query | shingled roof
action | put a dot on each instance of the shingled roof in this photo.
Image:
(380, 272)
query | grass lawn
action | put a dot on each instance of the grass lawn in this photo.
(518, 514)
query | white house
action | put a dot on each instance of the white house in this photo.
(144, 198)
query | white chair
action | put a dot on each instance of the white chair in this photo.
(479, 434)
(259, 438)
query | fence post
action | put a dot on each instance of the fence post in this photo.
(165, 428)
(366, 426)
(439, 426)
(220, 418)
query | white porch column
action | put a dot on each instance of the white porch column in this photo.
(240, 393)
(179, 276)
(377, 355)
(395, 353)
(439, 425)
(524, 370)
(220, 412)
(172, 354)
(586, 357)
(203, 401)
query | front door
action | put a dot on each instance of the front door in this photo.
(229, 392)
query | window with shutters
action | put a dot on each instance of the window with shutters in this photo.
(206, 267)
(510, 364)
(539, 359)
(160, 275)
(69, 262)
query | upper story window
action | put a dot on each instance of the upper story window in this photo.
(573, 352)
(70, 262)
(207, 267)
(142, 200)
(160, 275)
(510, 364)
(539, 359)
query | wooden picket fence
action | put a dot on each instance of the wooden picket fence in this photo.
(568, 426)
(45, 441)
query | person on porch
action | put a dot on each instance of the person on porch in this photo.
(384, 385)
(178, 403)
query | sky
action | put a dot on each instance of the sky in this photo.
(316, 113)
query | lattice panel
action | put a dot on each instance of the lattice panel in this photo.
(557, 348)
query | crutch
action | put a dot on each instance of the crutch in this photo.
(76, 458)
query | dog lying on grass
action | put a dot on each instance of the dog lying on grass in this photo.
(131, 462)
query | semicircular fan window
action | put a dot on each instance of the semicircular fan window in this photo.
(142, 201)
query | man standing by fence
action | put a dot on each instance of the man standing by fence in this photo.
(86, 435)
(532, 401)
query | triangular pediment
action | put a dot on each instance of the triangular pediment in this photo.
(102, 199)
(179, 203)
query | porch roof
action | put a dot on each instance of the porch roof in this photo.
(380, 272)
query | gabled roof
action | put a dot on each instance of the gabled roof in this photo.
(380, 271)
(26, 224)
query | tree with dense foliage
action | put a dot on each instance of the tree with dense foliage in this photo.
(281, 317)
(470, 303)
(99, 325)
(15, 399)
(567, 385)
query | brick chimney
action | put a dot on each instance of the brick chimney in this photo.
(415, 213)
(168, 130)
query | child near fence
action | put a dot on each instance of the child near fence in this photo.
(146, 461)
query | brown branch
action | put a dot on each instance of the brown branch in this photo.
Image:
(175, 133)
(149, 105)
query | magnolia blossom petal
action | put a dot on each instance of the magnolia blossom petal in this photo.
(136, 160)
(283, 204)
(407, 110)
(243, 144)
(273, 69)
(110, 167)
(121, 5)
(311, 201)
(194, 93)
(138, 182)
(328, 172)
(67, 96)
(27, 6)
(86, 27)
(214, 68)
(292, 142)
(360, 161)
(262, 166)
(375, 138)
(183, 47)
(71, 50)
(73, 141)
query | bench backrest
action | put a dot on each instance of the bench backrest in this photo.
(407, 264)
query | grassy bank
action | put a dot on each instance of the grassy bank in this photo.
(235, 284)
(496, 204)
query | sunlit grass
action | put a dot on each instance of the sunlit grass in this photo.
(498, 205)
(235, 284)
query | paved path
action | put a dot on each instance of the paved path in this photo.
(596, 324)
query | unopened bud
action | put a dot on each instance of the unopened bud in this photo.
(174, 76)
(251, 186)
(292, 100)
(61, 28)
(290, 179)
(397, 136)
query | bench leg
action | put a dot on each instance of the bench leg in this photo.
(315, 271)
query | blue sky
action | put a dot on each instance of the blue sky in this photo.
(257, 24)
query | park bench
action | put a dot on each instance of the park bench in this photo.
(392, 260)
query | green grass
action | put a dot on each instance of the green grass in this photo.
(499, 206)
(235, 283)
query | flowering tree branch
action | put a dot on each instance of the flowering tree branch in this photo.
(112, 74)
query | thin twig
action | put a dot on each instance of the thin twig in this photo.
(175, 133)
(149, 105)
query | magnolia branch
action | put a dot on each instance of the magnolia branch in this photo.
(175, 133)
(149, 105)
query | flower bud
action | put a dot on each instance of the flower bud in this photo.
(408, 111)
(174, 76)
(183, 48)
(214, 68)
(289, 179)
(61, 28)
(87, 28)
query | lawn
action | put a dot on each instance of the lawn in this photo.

:::

Assignment: Write out the records above again, keeping each one identical to the original.

Exercise response:
query | shingled roof
action | put a dot on each instance of the shingled roof in this photo.
Image:
(380, 272)
query | grass lawn
action | put a dot on each instance of the grass lawn in this photo.
(518, 514)
query | white house
action | put a dot on each instance of the white house in this photo.
(144, 198)
query | white chair
action | put a dot on each instance of the white chair in this photo.
(479, 434)
(259, 438)
query | fence post
action | put a dot on each instance of the fence post in this photo.
(165, 428)
(366, 426)
(439, 426)
(220, 418)
query | white porch column
action | put a dot on each instance of the white porch column in this photo.
(240, 393)
(179, 276)
(377, 355)
(395, 353)
(439, 425)
(524, 370)
(220, 412)
(172, 354)
(586, 357)
(203, 401)
query | front door
action | put a dot on each instance of the front door in this photo.
(229, 392)
query | window with shutters
action | put a dot on each instance of the window with shutters in this photo.
(206, 267)
(510, 364)
(539, 359)
(160, 275)
(69, 262)
query | upper story window
action | put a dot on each instance of the upper story window in this photo.
(573, 352)
(70, 262)
(207, 267)
(142, 200)
(160, 275)
(510, 364)
(539, 359)
query | wooden picket fence
action | put a dot on each instance of the wooden picket fence in this photo.
(568, 426)
(45, 441)
query | person on porch
action | put a dot on each instance of the person on porch in this photo.
(384, 385)
(178, 403)
query | sky
action | put a dot on each instance of the sky in this photo.
(316, 113)
query | lattice panel
action | put a dot on each instance of the lattice panel in this photo.
(557, 348)
query | crutch
action | put a dot on each instance of the crutch in this photo.
(76, 458)
query | dog lying on grass
action | put a dot on each instance of the dog lying on grass in this photo.
(131, 462)
query | semicircular fan window
action | put a dot on each instance of the semicircular fan window in this photo.
(142, 201)
query | man standing by fence
action | put a dot on each instance of the man standing by fence in this photo.
(86, 435)
(532, 401)
query | triangular pediment
action | put a dot on each instance of the triangular pediment in this photo.
(102, 199)
(179, 203)
query | porch roof
action | put a dot on each instance of the porch roof in this photo.
(380, 272)
query | gabled roof
action | put a dot on each instance of the gabled roof in this photo.
(380, 271)
(26, 224)
query | tree with dense foliage
action | put a dot on each instance of the tree with dense foliage in this photo.
(281, 317)
(470, 303)
(99, 325)
(15, 399)
(567, 385)
query | brick chimney
action | put a dot on each instance of the brick chimney in this photo.
(415, 213)
(168, 130)
query | child near fence
action | put a dot on each instance of the child near fence in this photo.
(146, 461)
query | brown branch
action | put a dot on each instance of the brown branch in this photo.
Image:
(175, 133)
(149, 105)
query | magnolia blossom petal
action | put a dot on each instance of the magnolia blossom petal in this photo.
(136, 160)
(283, 204)
(407, 110)
(243, 144)
(273, 69)
(110, 167)
(121, 5)
(311, 201)
(194, 93)
(138, 182)
(328, 172)
(67, 96)
(27, 6)
(86, 27)
(214, 68)
(292, 142)
(360, 161)
(262, 166)
(375, 138)
(183, 47)
(71, 50)
(73, 141)
query | bench backrest
action | put a dot on each instance of the bench backrest in this photo.
(407, 264)
query | grassy bank
action | put a dot on each instance of the grassy bank in this photo.
(235, 284)
(496, 204)
query | sunlit grass
action | put a dot on each instance of the sunlit grass in this photo.
(498, 205)
(235, 284)
query | paved path
action | put a dot on each instance of the paved path in this photo.
(596, 324)
query | unopened bud
action | put a dot on each instance of the unopened bud in this photo.
(174, 76)
(251, 186)
(292, 100)
(61, 28)
(290, 179)
(397, 136)
query | bench leg
action | put a dot on each instance of the bench leg in this photo.
(315, 271)
query | blue sky
action | put a dot on each instance of the blue sky in this photo.
(257, 24)
query | park bench
action | put a dot on each instance of the park bench in this photo.
(392, 260)
query | green grass
action | put a dot on each instance of the green grass in this photo.
(499, 206)
(235, 283)
query | flowering tree branch
action | put a dot on each instance of the flowering tree branch in this photo.
(112, 74)
query | thin twig
action | put a dot on each instance of the thin twig in this photo.
(175, 133)
(149, 105)
query | magnolia branch
action | put a dot on each instance of the magnolia branch in this photo.
(175, 133)
(149, 105)
query | flower bud
action | put a dot on each instance of the flower bud in this photo.
(408, 111)
(174, 76)
(183, 48)
(214, 68)
(289, 179)
(61, 28)
(87, 28)
query | lawn
action | put a dot on each instance of the lawn in this photo.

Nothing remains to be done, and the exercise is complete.